= Beginning of Section =

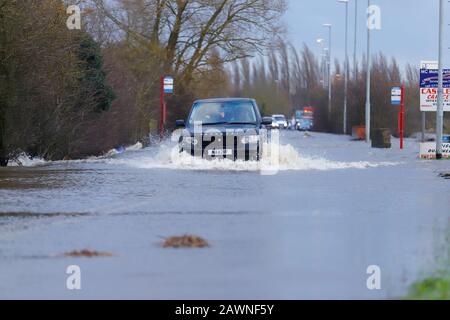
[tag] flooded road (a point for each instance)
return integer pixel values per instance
(309, 231)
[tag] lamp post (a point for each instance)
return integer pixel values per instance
(346, 66)
(329, 26)
(440, 107)
(355, 63)
(323, 62)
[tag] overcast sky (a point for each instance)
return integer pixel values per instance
(409, 27)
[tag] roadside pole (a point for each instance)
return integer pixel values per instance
(161, 110)
(440, 106)
(398, 99)
(424, 121)
(402, 118)
(166, 87)
(368, 66)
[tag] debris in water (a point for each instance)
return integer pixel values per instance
(445, 175)
(186, 241)
(87, 254)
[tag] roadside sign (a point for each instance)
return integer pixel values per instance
(168, 84)
(396, 96)
(429, 87)
(428, 150)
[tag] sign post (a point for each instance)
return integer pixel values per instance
(398, 99)
(166, 87)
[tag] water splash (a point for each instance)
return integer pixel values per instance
(168, 157)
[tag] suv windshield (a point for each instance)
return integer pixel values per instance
(223, 112)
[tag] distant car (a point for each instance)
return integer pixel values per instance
(274, 125)
(281, 120)
(230, 129)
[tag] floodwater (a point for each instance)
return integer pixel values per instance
(308, 230)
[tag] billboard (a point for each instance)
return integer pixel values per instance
(429, 87)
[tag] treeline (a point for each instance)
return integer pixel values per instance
(288, 79)
(67, 94)
(52, 86)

= End of Section =

Task objective. Pictures stay out; everything else in the records above gets copied exactly.

Task output.
[tag] flooded road (a point for each instance)
return integer pixel values per instance
(309, 231)
[tag] lamp post (a point for each instance)
return integer pixel values per instance
(346, 66)
(329, 26)
(440, 107)
(355, 63)
(323, 62)
[tag] overcast sky (a point for each instance)
return integer pixel values per instance
(409, 27)
[tag] roadside pole (a point for each instance)
return integer pixel values per instance
(161, 110)
(440, 106)
(398, 99)
(424, 121)
(402, 118)
(166, 87)
(368, 66)
[tag] debris in water (a point for each instance)
return integer pixel values per instance
(445, 175)
(186, 241)
(87, 254)
[tag] roadside sign (a point for each instance)
return integer pixel values per instance
(168, 84)
(396, 96)
(429, 87)
(428, 150)
[tag] sign post (a point for each instance)
return integer pixel values per instance
(398, 99)
(166, 87)
[tag] water splash (a point for each instance)
return integer pixel values per instance
(168, 157)
[tag] suv windshield (a point for each instance)
return integer pixel values per instance
(223, 112)
[tag] distant car (a point for each instance)
return integer pixel values per instance
(274, 125)
(281, 120)
(230, 129)
[tag] floodwater (a point for each instance)
return integer pixel values per instance
(308, 230)
[tag] billboard (a point for each instance)
return integer pixel values per instance
(429, 87)
[tag] treeline (a point for each instance)
return integer pixel values per instance
(288, 79)
(67, 94)
(52, 86)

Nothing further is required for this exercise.